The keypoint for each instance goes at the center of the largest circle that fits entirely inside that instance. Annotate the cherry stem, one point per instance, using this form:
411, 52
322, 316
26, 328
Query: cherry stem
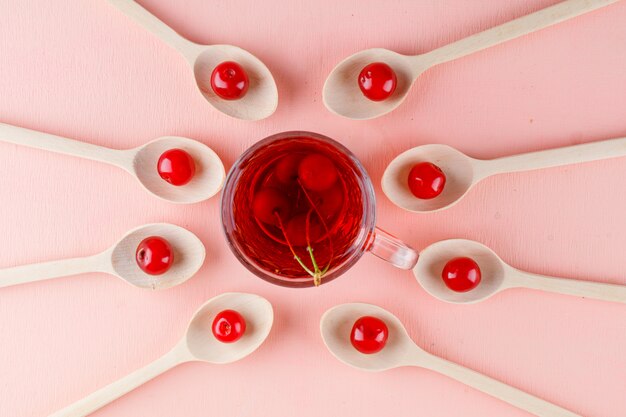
318, 273
293, 252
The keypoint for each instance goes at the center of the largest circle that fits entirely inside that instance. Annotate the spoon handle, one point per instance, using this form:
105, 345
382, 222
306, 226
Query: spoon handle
58, 144
587, 152
115, 390
152, 24
587, 289
490, 386
46, 270
515, 28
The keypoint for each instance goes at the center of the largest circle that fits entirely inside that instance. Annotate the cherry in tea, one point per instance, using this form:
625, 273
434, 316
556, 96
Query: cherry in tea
297, 208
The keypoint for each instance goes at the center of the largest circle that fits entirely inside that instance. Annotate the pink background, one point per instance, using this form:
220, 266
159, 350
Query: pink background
81, 69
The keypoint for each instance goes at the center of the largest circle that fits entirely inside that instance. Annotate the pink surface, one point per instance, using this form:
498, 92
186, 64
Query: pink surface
81, 69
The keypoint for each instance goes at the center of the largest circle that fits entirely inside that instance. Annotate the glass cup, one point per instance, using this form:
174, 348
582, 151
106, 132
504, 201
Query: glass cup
367, 237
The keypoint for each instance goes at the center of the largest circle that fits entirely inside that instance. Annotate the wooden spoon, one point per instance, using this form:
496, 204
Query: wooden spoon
119, 260
140, 162
341, 92
400, 350
261, 99
498, 276
198, 344
463, 172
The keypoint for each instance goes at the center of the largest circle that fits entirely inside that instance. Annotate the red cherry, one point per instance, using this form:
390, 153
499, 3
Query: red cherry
377, 81
369, 334
229, 81
267, 203
426, 180
287, 168
296, 230
317, 172
461, 274
228, 326
154, 255
176, 167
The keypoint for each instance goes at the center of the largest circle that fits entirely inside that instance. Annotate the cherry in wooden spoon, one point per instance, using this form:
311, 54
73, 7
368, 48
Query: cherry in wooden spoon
462, 172
198, 344
400, 350
497, 276
120, 261
342, 94
261, 97
141, 162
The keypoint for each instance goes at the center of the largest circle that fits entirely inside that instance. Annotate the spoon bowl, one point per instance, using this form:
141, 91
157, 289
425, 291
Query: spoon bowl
261, 99
198, 344
343, 96
189, 254
206, 182
203, 346
433, 259
336, 325
459, 169
400, 350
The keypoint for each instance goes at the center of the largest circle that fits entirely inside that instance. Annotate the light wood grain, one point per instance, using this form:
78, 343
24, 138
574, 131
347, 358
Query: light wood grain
463, 172
400, 351
141, 162
119, 260
198, 344
261, 99
342, 95
497, 276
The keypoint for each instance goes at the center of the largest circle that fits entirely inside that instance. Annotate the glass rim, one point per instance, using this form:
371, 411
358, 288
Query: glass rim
361, 242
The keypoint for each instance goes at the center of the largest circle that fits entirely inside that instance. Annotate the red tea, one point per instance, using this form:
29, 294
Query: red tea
298, 207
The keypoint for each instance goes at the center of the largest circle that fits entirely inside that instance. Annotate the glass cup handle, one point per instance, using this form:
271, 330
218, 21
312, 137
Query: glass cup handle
393, 250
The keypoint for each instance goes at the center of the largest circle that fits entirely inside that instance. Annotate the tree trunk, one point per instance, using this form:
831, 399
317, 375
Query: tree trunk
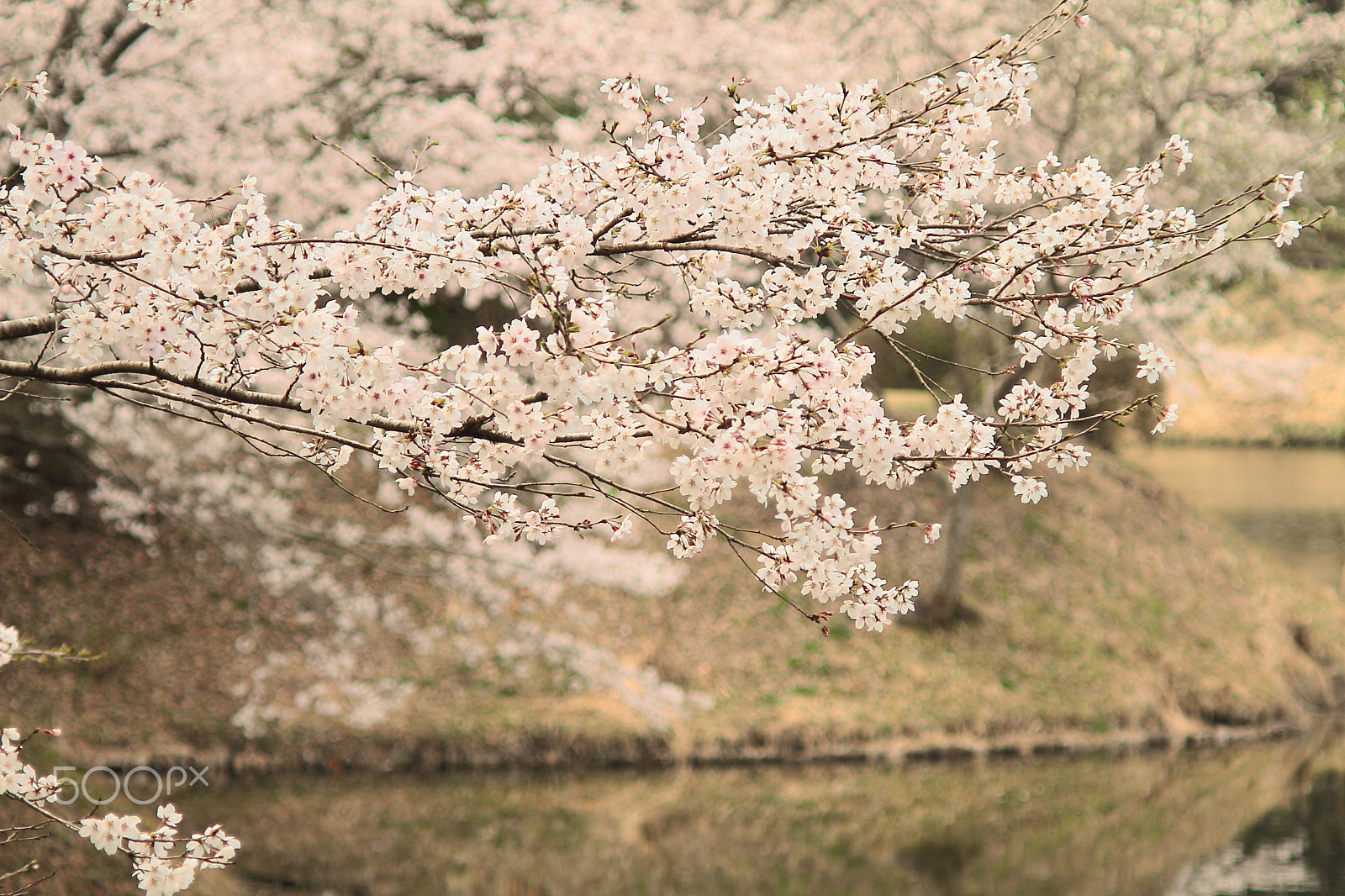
942, 604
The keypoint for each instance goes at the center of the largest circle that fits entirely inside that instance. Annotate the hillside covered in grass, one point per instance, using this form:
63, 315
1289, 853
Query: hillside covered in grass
1109, 613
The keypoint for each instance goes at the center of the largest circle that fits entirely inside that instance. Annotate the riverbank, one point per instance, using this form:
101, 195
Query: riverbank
1111, 616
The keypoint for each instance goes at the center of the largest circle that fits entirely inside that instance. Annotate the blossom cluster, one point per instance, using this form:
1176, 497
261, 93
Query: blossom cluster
677, 298
165, 862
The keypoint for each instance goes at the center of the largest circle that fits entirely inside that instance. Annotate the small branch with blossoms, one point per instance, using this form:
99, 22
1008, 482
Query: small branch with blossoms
163, 860
678, 303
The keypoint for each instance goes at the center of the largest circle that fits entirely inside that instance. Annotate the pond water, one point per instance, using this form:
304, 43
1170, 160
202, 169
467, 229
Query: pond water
1290, 501
1263, 818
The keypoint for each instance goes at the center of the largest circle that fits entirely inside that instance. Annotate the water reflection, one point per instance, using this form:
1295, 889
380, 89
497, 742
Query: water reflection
1251, 820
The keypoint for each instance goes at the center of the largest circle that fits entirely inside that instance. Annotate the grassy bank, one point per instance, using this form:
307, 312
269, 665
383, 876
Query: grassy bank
1109, 613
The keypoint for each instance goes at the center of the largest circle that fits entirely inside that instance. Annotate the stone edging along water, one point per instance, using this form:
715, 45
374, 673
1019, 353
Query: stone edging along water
562, 751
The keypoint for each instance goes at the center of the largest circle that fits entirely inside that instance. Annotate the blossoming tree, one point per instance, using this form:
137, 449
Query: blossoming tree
685, 309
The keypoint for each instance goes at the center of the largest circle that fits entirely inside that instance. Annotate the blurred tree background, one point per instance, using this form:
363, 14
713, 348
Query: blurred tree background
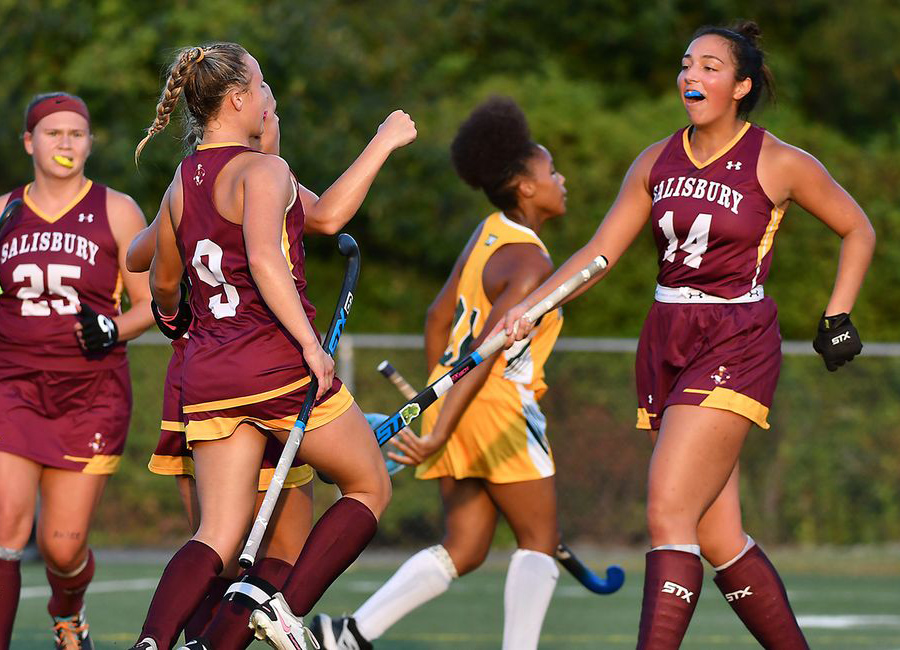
597, 81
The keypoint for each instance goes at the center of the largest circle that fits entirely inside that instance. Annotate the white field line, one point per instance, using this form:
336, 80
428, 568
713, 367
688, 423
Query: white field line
101, 587
845, 621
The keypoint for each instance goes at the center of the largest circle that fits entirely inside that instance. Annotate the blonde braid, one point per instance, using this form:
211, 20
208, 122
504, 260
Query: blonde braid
178, 76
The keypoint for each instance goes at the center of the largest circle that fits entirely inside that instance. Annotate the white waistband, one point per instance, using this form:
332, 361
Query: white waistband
687, 295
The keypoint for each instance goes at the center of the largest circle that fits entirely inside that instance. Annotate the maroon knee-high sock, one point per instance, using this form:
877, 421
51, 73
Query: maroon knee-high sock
10, 585
335, 542
756, 594
207, 609
671, 590
228, 630
183, 585
67, 592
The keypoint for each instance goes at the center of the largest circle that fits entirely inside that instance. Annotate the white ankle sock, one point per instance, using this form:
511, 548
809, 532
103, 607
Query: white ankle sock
530, 582
424, 576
----
# PROMPT:
Reproduce all of the entries above verbatim, leaving out the pictures.

# WRITTEN RESPONSE:
The keypoint for each instance goes at the center of the largest circle that fits entirely inside that instance. Annotate the cherry stem, one point per instance, using this form:
411, 52
322, 316
26, 328
Query: cherry stem
318, 273
293, 252
The keypoint for each instance goes at the center of the largest circle that fits entirely inside that instance. Annotate the spoon handle, one point per instance, using this form:
105, 345
382, 222
306, 226
Query: spoon handle
58, 144
587, 152
115, 390
152, 24
587, 289
490, 386
46, 270
515, 28
The keypoint for each instance goes at the center of the largest circle that fits entirely inside that instance. Annotate the cherry in tea, one point per instance, using this form:
625, 273
434, 316
556, 96
Query: cherry in tea
297, 208
The keypoint for each instance goes at the center of the largest circle that fits entirely inside that instance. Annotate the pink background, one point per instance, using this form:
220, 266
159, 350
Query: pink background
81, 69
The keypoint for each instance goes at the center of the largest circle that fits entirely inside that instance. Annotate the pink surface, one point per instance, using this form:
498, 92
186, 64
Query: pink surface
81, 69
The keypoint for each instance goes at the center of the largest circle that fits entirely inside that instance. Annotate the glass cup, one point per instance, using this form:
174, 348
582, 151
106, 132
504, 201
Query: glass cup
367, 237
The keypoint for each instance goes at the center of the largest circle that fits entirely inside that instance. Annotate the wooden spoon, one point per instance, using this form:
496, 204
Query: wooden spoon
119, 260
140, 162
341, 92
400, 350
261, 99
498, 276
198, 344
463, 172
The keypoint for each instance goes at the center of the largest circle that fits entirely inside that instance. Annotate the red cherry, one point per instance, using this form:
390, 153
499, 3
Query: red cherry
377, 81
369, 334
229, 81
267, 203
426, 180
287, 168
296, 230
317, 172
461, 274
228, 326
154, 255
176, 167
The keypoint for each instance goes at the center of the largest circle that fits entirely inside that instance. Annotate the cherry in wooden spoon, one point per instance, using this form:
311, 54
73, 7
368, 48
Query: cherry in wooden spoon
462, 172
198, 344
400, 350
497, 276
120, 261
342, 94
261, 97
141, 162
The keypoint for each instance goes at the center of the largest circle that fits entirely inside that instance. Annotate the spoon bowl, one point per instance, using this form:
141, 91
157, 289
425, 291
Query: spoon bowl
261, 99
198, 344
343, 96
189, 254
206, 182
203, 346
433, 259
336, 325
459, 169
400, 350
The keypoint for each instance goes at the center of the largest circle that fits entirely inside that instance. Annotate the light wood grain, one point per instance, using this form:
78, 343
24, 138
574, 131
347, 358
Query: light wood grain
463, 172
400, 351
141, 162
119, 260
198, 344
261, 99
342, 95
497, 276
The keypoint for each instance goes at the center of the largest circle that fits entirely inside that instance. Annotate the glass rim, one point per instance, using this form:
371, 411
358, 288
Query: glass rim
361, 242
The keypoint for each instance goes at the center of the largest circle that fits entirely inside that instance. Annotate the red tea, one point per instance, using this form:
29, 294
Query: red tea
298, 207
The keypoint for each instance goes at the center of the largest circle that fits entirely inside that instance. Annotate the glass cup handle, one point per instance, using this form:
271, 330
218, 21
312, 137
Query: glass cup handle
393, 250
The keypoint for each instance goes at the center of the largest circle that fits entirely inside that instance. Annotate the tree trunk, one point per instance, using this form:
831, 399
317, 375
Query: tree trunk
942, 604
The keypoint for each instance goes at the center of the largest circle that fits entirely inside that instance. Annotate the hillside covered in grass, one point per instance, using this form:
63, 315
1289, 853
Query: hillside covered in grass
1109, 613
The keypoint for each instance goes at the center of the largest circle that fits entirely inside that instance. Annotate the riverbank, one point per instance, using this form:
101, 195
Query: riverbank
1111, 616
The keypoint for each instance goes at the center of the largest circle that fits entirely inside that instance. Annotate the blossom cluster, one point per instance, using this form:
1176, 497
261, 93
Query: blossom cluster
677, 298
165, 862
The keypoint for each instance goes at the center of the largest circle that fits entirely inside that instance. Annotate the small branch with blossoms, one point per instance, using this form:
99, 22
1008, 482
Query: small branch with blossoms
163, 860
678, 303
The keypoint for each instance goes at the center of the largest circle that fits entirely inside that instance. Annotate the pond water, one point per instance, using this form:
304, 43
1170, 160
202, 169
467, 229
Query: pond water
1290, 501
1263, 818
The keypoint for each instance goes at the center of the largest circle that fits entirely inside that instance. Annotate the water reflection, one point per instance, using this form:
1295, 889
380, 89
497, 742
Query: water reflection
1251, 820
The keypoint for each instance goes at the center of the largest circle that fits entirely inside that instance. Annotate the grassy bank, one point per instance, using this form:
307, 312
269, 665
383, 876
Query: grassy bank
1109, 613
The keypoint for each instance goes at the center of the largest circle that fits entirely inside that instance. Annotate the stone edging along water, one point per instance, using this form:
715, 45
374, 673
1019, 353
Query: stone edging along water
562, 751
The keypoint for each instance goes at the center of the largest circle that fits entirely inside that instance. Annotate the blossoming tree, one point per instance, using this form:
137, 449
Query: blossoming tree
685, 309
The keypoint for each instance goes at the center of the largest circle that fits entirely inside that instance. Annotate the blurred tree background, one point per instance, using this form:
363, 14
713, 348
Query: blurred tree background
597, 81
The keypoint for each instance goes at the center of the largest circle that fits entirely inside that instance. Annotate the white field line, one point per instance, using this form:
336, 80
428, 568
713, 367
688, 423
Query: white field line
101, 587
845, 621
The keypoint for each instance goes at the center of the largest circle that fits entirely inside that instance. Annotate the blonde braid, one point per instance, using this form:
211, 20
208, 122
504, 260
Query: blonde braid
178, 76
The keypoint for each instance goes at the center of the largest circle that fits entirely inside that instance. Annotate the white waistband, one point per instance, using this form:
332, 361
Query: white waistband
687, 295
The keypoint for each instance goes at the center of the largest circle that fits entirely inside that instance. Annotate the maroon knee-high sock, one point per instance, using this form:
877, 421
51, 73
Query: maroon knee-high sock
10, 585
335, 542
756, 594
207, 609
671, 590
228, 630
183, 585
67, 592
The keypoint for each instance goes at the center of the largest circle that fits entirely inside that instance. Annotate the white ankle sock, one point per instance, using this form:
511, 548
809, 532
103, 607
Query: white ankle sock
530, 582
424, 576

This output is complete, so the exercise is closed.